Texto dado
>>>

Es uruguayo, tiene 34 años, lo siguen más de 17 mil personas en Instagram y en 2020 fue reconocido como Fotógrafo del Año por los Sony World Photography Awards. Pablo Albarenga, fotógrafo documental y narrador visual, vive entre San Pablo, Brasil, y Montevideo, Uruguay, y centra su trabajo en la justicia social y ambiental, la ciencia y el cambio climático.
Es explorador de National Geographic, ha sido beneficiario del Centro Pulitzer —una organización sin fines de lucro que apoya el periodismo independiente— y su trabajo ha recorrido el mundo en publicaciones como The Washington Post Magazine, The Guardian y 6 Mois. Actualmente, su obra puede visitarse en el Centro de Fotografía de Montevideo, con la muestra “Semillas de resistencia”.

<<<

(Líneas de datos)
>>>

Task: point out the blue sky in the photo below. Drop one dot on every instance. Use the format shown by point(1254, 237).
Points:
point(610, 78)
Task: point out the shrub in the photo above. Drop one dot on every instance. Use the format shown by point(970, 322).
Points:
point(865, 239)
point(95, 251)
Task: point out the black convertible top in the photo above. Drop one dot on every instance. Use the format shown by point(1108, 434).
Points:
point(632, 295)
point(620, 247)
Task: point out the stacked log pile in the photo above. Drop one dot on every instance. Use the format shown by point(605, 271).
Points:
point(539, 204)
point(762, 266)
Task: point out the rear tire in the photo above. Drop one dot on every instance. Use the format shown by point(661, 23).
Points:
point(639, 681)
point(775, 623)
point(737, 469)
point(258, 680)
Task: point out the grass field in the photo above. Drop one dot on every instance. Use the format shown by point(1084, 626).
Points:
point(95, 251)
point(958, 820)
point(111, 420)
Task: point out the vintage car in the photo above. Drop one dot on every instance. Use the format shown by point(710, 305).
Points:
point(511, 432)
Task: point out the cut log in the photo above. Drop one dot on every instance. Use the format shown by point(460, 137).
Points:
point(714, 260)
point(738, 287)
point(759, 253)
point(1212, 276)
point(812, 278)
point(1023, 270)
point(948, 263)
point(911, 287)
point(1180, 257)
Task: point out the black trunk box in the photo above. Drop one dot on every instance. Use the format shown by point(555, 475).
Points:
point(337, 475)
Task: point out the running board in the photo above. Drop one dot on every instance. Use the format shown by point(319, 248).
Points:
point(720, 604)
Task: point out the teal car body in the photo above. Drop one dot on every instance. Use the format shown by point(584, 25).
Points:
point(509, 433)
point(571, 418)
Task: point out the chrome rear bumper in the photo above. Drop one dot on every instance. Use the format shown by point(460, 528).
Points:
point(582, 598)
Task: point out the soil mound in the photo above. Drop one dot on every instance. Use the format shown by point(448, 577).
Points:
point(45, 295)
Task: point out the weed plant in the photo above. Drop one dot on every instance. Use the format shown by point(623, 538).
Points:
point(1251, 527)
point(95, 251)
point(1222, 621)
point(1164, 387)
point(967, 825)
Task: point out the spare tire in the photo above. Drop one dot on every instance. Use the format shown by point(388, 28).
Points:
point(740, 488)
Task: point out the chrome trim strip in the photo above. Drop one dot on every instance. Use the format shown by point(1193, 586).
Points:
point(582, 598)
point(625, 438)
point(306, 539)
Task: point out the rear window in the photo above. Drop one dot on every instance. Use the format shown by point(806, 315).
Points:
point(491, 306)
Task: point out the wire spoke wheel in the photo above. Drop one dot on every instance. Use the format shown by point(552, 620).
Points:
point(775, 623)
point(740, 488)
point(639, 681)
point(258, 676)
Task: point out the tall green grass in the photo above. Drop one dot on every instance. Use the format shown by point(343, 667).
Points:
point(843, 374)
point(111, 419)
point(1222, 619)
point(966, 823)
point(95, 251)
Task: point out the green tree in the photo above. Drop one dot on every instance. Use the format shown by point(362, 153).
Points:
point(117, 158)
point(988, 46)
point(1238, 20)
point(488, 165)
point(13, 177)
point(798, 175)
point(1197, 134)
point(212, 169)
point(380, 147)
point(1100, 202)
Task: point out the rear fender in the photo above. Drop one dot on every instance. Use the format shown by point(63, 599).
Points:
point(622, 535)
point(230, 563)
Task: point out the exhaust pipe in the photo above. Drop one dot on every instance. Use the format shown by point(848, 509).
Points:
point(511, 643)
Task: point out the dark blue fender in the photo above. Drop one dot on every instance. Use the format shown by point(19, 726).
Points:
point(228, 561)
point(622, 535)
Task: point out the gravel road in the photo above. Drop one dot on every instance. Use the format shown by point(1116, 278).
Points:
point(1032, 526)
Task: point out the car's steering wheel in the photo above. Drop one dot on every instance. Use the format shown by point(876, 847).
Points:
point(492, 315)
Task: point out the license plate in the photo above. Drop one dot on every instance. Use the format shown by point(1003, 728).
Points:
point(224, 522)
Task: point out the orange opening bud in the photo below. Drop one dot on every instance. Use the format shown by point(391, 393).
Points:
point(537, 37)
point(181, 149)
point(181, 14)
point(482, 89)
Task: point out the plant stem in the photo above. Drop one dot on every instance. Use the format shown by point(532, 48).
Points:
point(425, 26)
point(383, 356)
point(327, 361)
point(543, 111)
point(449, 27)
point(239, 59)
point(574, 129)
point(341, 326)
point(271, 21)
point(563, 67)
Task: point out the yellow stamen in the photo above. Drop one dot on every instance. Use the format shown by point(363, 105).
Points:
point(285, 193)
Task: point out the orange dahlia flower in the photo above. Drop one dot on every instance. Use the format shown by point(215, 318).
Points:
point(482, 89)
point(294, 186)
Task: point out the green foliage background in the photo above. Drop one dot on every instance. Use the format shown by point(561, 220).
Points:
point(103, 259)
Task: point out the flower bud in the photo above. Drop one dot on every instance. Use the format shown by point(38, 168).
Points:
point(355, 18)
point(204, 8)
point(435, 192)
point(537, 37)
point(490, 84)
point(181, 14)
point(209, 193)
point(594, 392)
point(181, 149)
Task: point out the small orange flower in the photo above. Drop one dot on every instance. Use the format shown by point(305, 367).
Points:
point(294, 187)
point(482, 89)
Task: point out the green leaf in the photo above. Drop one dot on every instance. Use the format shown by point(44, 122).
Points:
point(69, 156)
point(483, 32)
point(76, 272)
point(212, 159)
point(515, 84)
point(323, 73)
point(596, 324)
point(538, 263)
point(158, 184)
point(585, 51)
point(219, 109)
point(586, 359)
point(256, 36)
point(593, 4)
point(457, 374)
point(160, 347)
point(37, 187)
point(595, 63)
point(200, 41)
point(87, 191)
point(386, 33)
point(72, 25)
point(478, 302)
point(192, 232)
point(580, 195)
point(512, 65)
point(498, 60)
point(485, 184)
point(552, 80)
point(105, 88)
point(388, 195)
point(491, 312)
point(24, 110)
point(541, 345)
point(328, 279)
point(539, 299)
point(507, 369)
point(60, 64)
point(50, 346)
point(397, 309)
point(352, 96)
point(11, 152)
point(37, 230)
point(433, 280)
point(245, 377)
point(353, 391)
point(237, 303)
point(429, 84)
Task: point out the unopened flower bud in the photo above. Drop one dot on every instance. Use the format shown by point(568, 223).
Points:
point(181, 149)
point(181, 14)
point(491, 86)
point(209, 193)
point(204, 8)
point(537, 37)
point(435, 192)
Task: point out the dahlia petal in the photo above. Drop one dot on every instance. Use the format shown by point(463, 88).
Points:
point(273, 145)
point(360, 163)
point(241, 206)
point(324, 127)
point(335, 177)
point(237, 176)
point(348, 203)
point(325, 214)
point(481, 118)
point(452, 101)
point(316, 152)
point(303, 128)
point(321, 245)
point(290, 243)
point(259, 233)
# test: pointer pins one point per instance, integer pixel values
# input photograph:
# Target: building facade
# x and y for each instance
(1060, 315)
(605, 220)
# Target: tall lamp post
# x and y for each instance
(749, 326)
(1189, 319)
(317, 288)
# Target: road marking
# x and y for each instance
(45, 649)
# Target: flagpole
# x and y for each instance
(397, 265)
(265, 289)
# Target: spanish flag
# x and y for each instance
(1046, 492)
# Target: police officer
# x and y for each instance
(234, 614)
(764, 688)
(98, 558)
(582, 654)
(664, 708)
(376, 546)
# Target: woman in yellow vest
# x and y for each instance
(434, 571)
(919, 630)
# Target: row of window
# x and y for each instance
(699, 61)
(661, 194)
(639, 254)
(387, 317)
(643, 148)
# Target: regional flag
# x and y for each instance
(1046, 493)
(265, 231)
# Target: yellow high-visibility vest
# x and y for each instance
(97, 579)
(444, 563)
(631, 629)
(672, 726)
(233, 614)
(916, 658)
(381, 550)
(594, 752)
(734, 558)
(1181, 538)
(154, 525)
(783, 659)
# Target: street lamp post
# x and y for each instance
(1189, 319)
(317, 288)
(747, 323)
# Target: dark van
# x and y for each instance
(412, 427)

<<<

Indicación
Cita textualmente el tramo del texto sobre Pablo Albarenga que va desde "Es uruguayo, tiene" hasta "el cambio climático.".

Respuesta
Es uruguayo, tiene 34 años, lo siguen más de 17 mil personas en Instagram y en 2020 fue reconocido como Fotógrafo del Año por los Sony World Photography Awards. Pablo Albarenga, fotógrafo documental y narrador visual, vive entre San Pablo, Brasil, y Montevideo, Uruguay, y centra su trabajo en la justicia social y ambiental, la ciencia y el cambio climático.